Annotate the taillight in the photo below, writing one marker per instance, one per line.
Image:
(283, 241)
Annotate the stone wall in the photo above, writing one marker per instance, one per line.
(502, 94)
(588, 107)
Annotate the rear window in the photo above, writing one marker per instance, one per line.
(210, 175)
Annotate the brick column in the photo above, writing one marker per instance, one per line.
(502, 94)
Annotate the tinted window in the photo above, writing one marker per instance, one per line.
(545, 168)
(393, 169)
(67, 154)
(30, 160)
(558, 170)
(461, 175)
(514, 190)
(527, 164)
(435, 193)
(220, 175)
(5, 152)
□ □ □ □ □ □ □
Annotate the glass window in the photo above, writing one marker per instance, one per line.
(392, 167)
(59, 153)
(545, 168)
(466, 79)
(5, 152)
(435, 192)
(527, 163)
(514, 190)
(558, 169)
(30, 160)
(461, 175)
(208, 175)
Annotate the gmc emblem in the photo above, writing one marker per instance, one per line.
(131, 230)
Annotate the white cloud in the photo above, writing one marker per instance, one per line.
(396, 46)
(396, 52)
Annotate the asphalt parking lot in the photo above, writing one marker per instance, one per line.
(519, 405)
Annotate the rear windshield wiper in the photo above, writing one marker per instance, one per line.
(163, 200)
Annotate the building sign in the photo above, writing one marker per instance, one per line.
□ □ □ □ □ □ □
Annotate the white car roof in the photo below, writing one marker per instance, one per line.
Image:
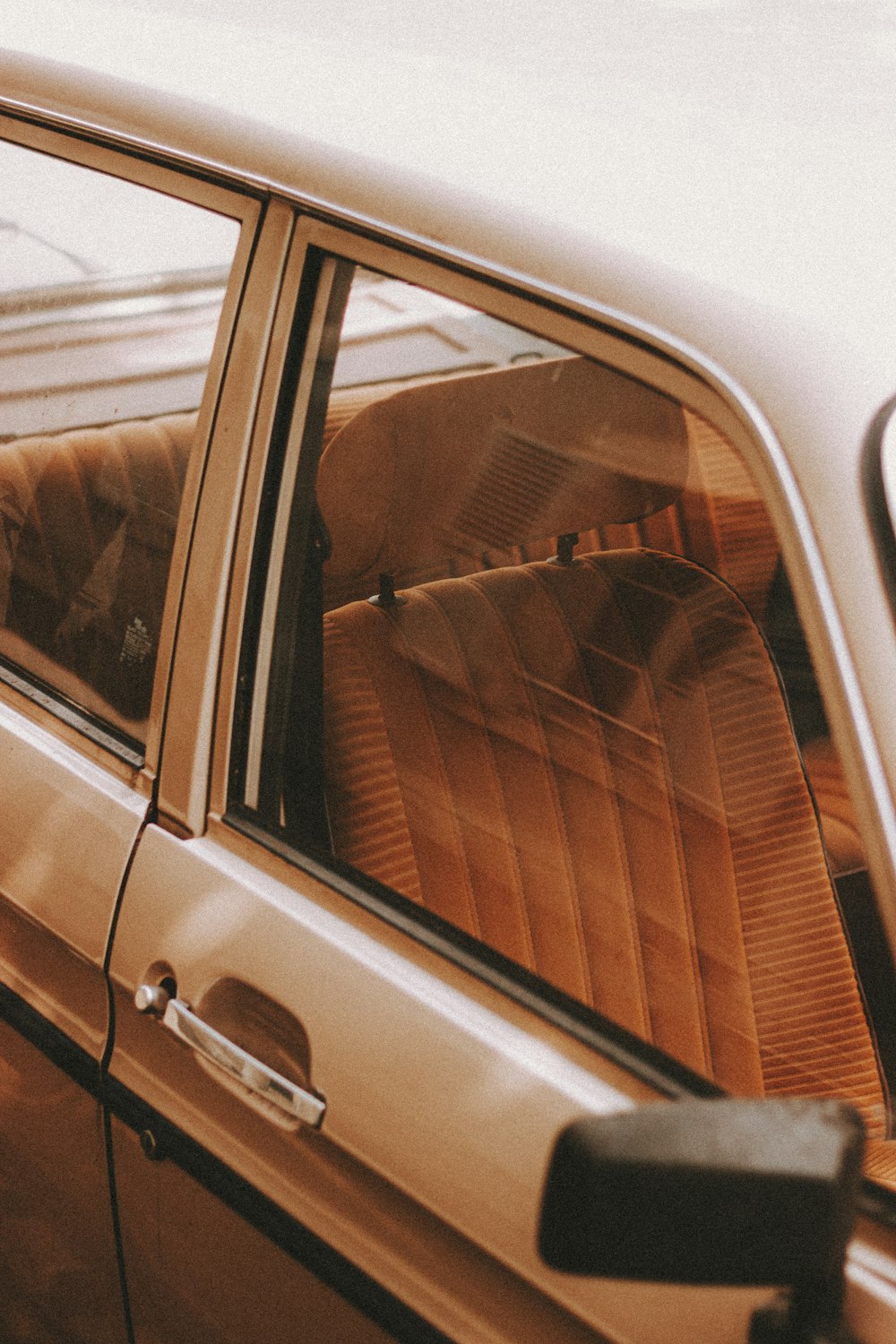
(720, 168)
□ □ □ □ □ □ □
**AIM OF THE EXERCISE:** Find the word "below" in the entries, and copy every line it shows up in.

**WRITTEN SOLUTION:**
Annotate the taillight in the photo below, writing one marker per instance, one per line.
Annotate the white car roof in the photo below, writing one marker per instance, one per line.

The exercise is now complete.